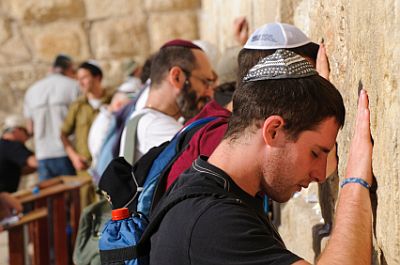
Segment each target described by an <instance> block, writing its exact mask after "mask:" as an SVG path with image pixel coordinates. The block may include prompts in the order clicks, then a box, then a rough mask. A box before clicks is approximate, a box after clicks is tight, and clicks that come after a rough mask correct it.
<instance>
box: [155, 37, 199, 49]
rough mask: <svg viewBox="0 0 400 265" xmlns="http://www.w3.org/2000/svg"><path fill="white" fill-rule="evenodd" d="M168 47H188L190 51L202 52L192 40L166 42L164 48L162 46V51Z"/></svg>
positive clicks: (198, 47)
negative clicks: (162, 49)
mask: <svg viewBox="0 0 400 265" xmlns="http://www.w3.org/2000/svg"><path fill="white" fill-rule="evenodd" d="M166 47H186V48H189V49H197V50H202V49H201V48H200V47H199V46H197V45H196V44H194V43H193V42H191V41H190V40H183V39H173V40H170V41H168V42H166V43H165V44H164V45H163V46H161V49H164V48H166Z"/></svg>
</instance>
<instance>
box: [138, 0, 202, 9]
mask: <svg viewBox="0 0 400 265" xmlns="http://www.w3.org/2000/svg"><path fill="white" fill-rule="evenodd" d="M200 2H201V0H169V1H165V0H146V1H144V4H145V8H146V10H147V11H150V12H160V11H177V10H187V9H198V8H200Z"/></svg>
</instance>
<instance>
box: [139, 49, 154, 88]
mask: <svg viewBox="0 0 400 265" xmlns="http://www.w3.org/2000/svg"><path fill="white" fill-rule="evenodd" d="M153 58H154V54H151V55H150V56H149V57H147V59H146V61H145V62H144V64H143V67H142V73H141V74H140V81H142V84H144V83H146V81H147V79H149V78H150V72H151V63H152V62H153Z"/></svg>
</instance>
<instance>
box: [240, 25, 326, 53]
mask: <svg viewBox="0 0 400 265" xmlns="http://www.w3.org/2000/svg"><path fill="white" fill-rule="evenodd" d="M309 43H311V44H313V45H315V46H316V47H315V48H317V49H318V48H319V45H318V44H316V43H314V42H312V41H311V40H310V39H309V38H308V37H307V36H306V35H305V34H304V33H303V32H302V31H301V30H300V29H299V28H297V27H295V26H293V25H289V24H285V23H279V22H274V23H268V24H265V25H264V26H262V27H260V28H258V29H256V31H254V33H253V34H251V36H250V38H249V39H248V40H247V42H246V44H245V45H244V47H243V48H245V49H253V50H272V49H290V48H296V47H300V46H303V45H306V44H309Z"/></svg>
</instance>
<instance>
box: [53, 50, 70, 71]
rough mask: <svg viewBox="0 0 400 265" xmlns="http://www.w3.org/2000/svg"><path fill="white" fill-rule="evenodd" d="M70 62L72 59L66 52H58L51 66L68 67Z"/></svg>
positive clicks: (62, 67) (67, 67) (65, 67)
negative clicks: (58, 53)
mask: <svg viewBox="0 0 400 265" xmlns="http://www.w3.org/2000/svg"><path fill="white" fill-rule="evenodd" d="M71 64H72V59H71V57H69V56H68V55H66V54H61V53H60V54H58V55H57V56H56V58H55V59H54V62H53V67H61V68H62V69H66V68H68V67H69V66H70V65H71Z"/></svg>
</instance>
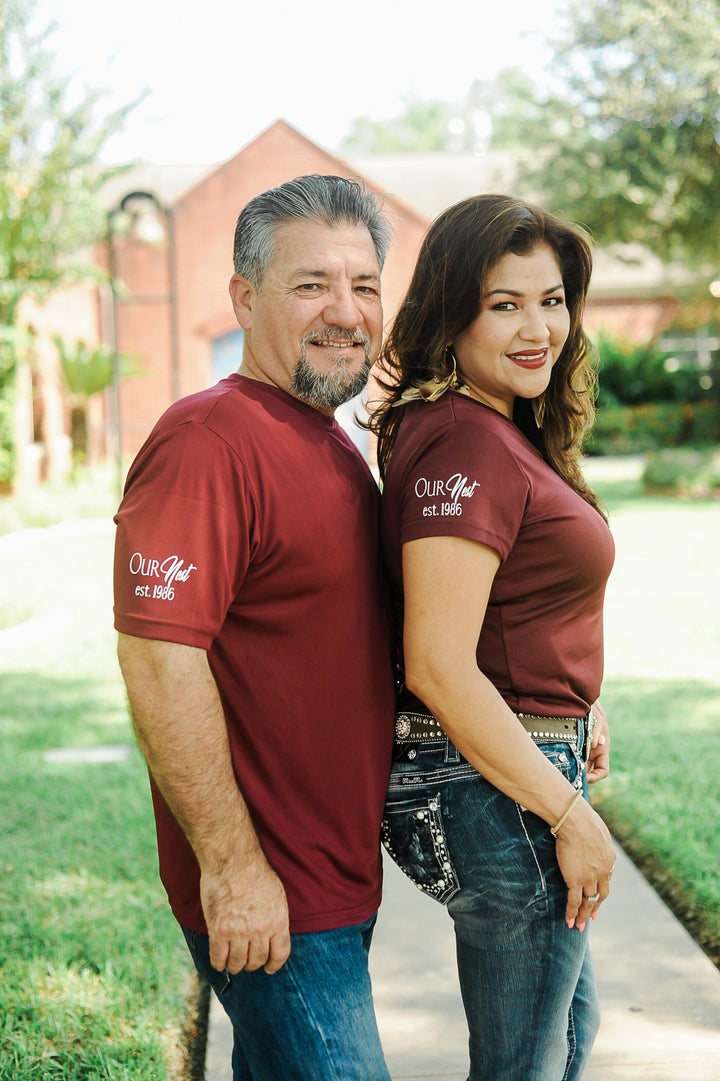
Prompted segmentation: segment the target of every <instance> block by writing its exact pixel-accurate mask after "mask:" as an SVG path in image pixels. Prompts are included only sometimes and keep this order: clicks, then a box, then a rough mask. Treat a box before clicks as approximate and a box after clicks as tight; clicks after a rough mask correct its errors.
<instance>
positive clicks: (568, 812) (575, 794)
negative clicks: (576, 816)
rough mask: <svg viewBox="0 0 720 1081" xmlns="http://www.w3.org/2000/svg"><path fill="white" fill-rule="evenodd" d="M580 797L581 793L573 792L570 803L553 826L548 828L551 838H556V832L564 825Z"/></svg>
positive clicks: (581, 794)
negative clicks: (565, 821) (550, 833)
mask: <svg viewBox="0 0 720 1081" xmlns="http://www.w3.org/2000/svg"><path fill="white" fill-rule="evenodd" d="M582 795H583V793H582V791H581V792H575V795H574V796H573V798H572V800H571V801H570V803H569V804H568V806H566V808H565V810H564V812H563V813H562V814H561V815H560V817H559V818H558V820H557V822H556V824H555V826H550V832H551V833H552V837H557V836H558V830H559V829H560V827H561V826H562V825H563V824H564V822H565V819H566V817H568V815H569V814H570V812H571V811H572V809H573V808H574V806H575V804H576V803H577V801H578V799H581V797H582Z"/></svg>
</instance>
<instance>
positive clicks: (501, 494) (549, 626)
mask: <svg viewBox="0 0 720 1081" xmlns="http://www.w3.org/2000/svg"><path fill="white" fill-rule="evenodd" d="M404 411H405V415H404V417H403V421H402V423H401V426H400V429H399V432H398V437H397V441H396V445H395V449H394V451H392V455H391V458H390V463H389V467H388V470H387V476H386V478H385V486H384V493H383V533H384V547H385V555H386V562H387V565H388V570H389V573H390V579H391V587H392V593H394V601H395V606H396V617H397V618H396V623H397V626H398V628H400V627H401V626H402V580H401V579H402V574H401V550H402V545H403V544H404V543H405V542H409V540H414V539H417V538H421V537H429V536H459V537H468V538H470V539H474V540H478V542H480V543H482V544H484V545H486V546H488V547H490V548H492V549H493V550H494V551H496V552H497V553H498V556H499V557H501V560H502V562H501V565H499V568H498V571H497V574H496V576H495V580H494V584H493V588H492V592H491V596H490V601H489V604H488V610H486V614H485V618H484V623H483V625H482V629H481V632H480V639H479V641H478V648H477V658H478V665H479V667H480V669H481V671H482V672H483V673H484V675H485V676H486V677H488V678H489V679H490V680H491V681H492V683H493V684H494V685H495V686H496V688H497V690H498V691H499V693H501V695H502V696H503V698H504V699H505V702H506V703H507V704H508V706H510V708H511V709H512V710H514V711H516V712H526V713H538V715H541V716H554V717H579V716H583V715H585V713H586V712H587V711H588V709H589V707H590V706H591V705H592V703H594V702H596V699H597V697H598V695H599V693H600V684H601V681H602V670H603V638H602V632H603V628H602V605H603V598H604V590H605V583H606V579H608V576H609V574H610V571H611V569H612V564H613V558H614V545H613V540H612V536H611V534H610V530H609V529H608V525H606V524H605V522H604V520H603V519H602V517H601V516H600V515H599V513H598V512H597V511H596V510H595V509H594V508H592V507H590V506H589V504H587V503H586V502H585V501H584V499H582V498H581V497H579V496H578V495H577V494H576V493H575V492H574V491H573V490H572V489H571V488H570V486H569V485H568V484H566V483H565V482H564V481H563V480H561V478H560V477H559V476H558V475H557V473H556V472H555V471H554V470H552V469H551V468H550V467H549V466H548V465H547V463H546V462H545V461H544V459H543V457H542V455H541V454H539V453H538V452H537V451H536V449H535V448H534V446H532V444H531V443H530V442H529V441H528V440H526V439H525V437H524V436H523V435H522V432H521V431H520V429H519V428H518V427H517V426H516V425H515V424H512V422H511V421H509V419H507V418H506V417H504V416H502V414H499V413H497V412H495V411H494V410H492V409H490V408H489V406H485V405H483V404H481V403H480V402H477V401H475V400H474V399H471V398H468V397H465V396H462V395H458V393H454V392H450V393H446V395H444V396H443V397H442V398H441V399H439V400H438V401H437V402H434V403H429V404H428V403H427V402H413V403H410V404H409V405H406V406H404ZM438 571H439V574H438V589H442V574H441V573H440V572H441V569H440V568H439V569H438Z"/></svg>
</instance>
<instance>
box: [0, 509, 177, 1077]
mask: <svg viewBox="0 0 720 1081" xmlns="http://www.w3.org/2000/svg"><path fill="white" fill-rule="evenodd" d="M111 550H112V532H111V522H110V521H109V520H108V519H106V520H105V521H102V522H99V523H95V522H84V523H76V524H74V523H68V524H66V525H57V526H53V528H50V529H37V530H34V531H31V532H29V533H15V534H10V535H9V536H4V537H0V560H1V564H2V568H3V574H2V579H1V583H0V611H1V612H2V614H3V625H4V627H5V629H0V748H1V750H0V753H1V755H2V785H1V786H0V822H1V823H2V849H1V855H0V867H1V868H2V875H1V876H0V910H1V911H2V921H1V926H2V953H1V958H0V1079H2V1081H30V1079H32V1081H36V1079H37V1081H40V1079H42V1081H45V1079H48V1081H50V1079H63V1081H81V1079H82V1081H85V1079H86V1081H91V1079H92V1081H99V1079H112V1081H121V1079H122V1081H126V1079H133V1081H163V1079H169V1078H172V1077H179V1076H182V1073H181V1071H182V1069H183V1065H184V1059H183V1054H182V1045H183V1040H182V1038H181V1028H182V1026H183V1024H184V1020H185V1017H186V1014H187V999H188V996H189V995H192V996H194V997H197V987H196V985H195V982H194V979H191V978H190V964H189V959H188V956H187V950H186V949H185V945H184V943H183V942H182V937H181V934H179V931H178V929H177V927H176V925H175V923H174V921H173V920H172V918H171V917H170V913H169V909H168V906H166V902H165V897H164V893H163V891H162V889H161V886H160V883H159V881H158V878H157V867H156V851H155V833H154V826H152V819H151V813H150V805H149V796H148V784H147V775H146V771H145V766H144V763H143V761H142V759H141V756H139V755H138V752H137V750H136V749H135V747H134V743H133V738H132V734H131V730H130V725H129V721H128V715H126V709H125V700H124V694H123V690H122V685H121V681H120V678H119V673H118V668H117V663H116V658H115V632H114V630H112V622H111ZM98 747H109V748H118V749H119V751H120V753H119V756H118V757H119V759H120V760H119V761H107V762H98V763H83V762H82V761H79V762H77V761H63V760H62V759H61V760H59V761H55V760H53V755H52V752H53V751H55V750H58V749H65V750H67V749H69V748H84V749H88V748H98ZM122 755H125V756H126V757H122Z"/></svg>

----

> **Requirement**: Collect each line of the records above that contains the string "block", treating uppercase and lowercase letters as distinct.

> **Output below**:
Segment each target described by an <instance> block, writing its exact mask after "mask:" as an SVG path with image pixel coordinates. The block may include prompts in the order clicks, then a box, then a rough mask. A box before clicks is approximate, a box after clicks is tight, and clicks that come after a rough mask correct it.
Prompted segmentation: segment the target of every <instance> block by writing its exact pixel-accurate mask after "mask:" as an SVG path in image pixels. Prompts are included only sometimes and keep this order: clicks, then a box, then a rough mask. Treat a box before clicks as approximate and a box after clicks as tight; clicks after a rough mask correct its errors.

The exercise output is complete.